WHAT THE EXERCISE ASKS:
Please identify every line in the rows below that contains the word "pixel" and copy each such line. Case counts.

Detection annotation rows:
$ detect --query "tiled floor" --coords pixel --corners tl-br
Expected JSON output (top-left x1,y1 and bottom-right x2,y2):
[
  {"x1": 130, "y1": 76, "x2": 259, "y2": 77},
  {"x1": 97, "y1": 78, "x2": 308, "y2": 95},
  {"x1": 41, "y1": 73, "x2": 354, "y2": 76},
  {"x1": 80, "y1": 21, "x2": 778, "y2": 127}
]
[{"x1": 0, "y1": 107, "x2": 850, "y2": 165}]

==

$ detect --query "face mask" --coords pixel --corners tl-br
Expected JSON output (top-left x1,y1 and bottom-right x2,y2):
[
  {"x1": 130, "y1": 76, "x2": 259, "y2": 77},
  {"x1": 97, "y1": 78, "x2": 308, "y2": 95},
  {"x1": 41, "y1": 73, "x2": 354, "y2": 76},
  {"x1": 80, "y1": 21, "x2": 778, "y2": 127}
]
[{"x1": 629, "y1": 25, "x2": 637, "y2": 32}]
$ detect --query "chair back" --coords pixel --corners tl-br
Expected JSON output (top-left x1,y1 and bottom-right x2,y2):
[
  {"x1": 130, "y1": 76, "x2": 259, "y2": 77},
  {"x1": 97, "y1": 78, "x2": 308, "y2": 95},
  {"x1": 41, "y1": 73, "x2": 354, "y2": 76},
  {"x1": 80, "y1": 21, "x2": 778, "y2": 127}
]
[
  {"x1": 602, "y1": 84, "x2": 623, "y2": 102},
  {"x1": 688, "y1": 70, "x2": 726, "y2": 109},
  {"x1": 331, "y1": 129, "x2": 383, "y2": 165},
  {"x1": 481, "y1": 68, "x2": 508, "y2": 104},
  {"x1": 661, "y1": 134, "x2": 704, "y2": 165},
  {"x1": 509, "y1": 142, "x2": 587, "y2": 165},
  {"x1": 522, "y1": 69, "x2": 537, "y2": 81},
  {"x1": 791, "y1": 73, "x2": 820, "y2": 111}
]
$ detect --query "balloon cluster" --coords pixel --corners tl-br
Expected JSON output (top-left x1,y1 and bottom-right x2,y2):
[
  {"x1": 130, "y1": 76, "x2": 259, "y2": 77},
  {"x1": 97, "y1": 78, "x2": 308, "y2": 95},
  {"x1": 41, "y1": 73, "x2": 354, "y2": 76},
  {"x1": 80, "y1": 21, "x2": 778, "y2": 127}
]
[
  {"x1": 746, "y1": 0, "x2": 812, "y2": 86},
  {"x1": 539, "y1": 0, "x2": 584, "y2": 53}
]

EXPECTED ANSWER:
$ detect --query "tiled floor" --coords pixel --corners tl-br
$ detect --query "face mask" --coords pixel --corners tl-br
$ detect --query "chair back" --coords pixel --corners tl-br
$ detect --query "balloon cluster" --coords pixel --corners tl-br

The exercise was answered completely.